- [PASSAGE FOR REVIEW]
########################################
A doctor is not negligent if they act in accordance with a practice accepted at the time as proper by a reasonable and respected body of medical opinion. This is so even if other doctors might have acted differently based on other acceptable medical opinions.

In McGregor and another v MEC Health, Western Cape, the plaintiff’s six year old child fell and hit his head against the hard road surface, resulting in skull fracture. A few hours after the incident, the child was taken to hospital. The doctor who examined the child concluded that the child had suffered a minor injury, which she described as a bump on the head. After a brief discussion with the plaintiff, the doctor discharged the child.

The following morning, the plaintiff tried to wake the child, and found him to be in an unusually deep sleep. The plaintiff contacted the hospital and was told that if the child was still sleeping deeply at his normal waking time, he should be brought back to hospital. Shortly after this, the child wet the bed and vomited; and the plaintiff rushed him back to the hospital. A CT scan revealed that the child had suffered extradural haematoma caused by a bleed between the skull and the brain. This resulted in the child sustaining serious brain damage which left him with cerebral palsy.

The plaintiff alleged that the doctor should have referred the child for x-ray examination, which would have revealed that the child had sustained a skull fracture; and should have kept the child under observation at the hospital before being discharged. There were disputes between the expert witnesses on the issues.
########################################
- [TASK REQUIREMENTS]
1. According to the passage on medical negligence, what did the CT scan reveal that the child had suffered?
2. Write the next part of the passage on medical negligence, picking up after its final sentence.
The entries that follow have nothing to do with the passage on medical negligence.
########################################
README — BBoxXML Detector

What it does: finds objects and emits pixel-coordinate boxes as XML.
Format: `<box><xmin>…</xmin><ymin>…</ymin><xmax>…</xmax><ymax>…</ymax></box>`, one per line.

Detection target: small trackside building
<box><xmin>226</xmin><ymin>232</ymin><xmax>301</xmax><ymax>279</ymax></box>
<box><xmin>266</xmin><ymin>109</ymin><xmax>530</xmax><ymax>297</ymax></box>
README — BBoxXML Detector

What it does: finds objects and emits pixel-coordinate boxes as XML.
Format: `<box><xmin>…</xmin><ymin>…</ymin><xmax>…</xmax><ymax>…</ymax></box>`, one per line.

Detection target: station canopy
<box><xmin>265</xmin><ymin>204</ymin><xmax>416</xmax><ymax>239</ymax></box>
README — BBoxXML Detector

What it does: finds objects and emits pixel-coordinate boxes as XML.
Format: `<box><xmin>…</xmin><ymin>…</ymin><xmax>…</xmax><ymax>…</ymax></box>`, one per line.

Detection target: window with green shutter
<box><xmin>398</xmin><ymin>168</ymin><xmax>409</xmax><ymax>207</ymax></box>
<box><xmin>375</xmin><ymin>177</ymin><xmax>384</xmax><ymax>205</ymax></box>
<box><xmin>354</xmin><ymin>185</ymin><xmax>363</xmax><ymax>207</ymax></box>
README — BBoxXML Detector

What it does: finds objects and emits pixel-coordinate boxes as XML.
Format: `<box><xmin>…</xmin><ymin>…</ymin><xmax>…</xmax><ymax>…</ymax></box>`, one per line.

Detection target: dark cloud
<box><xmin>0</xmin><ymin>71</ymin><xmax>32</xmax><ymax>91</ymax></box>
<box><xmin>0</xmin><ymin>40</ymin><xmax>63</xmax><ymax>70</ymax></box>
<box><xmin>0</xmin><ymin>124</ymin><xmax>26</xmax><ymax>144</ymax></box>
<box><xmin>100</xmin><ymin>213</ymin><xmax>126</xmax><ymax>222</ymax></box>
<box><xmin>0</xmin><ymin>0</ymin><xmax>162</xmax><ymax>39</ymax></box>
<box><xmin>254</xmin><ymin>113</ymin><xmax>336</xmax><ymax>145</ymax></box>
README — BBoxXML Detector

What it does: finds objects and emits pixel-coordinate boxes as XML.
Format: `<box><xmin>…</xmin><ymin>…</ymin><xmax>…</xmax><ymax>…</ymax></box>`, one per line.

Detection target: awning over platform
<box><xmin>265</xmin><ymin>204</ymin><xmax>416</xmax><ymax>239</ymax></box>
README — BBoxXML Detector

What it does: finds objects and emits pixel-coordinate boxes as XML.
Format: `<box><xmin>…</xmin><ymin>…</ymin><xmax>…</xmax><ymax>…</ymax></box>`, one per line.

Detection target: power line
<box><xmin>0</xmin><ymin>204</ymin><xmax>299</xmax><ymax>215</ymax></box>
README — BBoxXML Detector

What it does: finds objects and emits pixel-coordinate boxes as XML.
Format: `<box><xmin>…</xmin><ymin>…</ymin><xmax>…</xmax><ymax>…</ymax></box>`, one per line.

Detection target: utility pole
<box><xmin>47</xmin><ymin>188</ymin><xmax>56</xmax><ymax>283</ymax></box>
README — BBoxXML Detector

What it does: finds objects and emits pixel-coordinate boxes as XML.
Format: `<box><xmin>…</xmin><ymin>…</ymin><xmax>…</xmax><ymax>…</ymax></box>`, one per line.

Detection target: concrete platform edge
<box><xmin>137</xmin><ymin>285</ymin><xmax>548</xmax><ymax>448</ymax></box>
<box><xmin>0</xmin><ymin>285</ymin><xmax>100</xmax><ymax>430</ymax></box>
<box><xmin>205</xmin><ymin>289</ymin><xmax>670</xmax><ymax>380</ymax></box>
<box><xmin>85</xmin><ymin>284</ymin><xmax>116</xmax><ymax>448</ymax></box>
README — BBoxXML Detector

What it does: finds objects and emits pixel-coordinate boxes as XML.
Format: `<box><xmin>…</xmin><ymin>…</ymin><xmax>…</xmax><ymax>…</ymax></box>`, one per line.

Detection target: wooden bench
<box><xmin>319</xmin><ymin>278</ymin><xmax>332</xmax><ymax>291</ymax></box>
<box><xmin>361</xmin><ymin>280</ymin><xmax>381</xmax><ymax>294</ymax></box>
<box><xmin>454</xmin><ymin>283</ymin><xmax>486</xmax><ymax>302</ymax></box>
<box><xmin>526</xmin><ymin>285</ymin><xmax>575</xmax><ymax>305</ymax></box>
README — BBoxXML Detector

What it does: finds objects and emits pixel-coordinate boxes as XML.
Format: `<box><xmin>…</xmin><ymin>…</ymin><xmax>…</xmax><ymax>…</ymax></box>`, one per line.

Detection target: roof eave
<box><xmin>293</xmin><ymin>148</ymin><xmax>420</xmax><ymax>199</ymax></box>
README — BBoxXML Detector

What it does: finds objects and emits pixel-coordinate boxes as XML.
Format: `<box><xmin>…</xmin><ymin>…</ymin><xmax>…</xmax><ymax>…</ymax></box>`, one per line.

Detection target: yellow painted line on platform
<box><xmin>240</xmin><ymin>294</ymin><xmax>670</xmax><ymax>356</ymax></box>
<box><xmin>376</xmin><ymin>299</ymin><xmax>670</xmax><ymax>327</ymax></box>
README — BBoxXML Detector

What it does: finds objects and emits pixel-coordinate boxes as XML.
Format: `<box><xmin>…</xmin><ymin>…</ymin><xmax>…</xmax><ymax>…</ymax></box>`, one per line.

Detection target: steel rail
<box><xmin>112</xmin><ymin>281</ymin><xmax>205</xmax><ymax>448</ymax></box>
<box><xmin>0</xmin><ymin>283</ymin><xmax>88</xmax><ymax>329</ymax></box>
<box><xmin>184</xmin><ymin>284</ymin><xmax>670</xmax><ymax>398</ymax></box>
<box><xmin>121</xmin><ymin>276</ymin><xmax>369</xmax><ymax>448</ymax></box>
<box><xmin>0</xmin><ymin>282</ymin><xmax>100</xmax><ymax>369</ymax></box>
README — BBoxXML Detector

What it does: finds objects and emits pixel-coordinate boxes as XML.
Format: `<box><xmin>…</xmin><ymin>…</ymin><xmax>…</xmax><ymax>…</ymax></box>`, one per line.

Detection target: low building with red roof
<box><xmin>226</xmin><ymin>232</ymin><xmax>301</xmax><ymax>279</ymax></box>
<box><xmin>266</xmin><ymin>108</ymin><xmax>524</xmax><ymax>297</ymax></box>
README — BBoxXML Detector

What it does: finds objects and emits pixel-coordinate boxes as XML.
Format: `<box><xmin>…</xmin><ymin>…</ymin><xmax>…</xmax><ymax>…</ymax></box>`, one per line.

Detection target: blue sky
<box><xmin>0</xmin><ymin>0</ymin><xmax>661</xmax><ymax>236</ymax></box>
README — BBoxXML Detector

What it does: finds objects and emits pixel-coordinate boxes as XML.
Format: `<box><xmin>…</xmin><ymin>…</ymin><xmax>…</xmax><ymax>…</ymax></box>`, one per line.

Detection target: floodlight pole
########################################
- [ANSWERS FOR EACH ITEM]
1. An extradural haematoma caused by a bleed between the skull and the brain.

2.
The hospital’s imaging protocol for head injuries, and the provincial head injury guidelines indicated that skull x-ray was not required. These guidelines were adopted from the National Institute of Health and Care Excellence (NICE) by a team of senior practitioners, and consultant surgeons from the main teaching hospitals in the province. The doctor’s decision not to keep the child for further observation also accorded with the NICE guidelines for injuries of a similar nature.

The court found that the hospital’s protocols and provincial guidelines which informed the doctor’s clinical judgment were consistent with a body of responsible and respectable medical opinion. The doctor cannot be found negligent merely because another body of opinion holds a different view.

The court is however, not bound to absolve the doctor from liability just because the treatment or diagnosis accorded with sound medical practice. The court must be satisfied that the experts responsible for the body of professional opinion considered comparative risks and benefits, and reached a defensible conclusion on the matter. If a body of professional opinion overlooks an obvious risk which could have been guarded against, it will not be reasonable, even if that opinion is almost universally held (Bolitho v City and Hackney Health Authority).

The case is McGregor and another v MEC Health, Western Cape (SCA).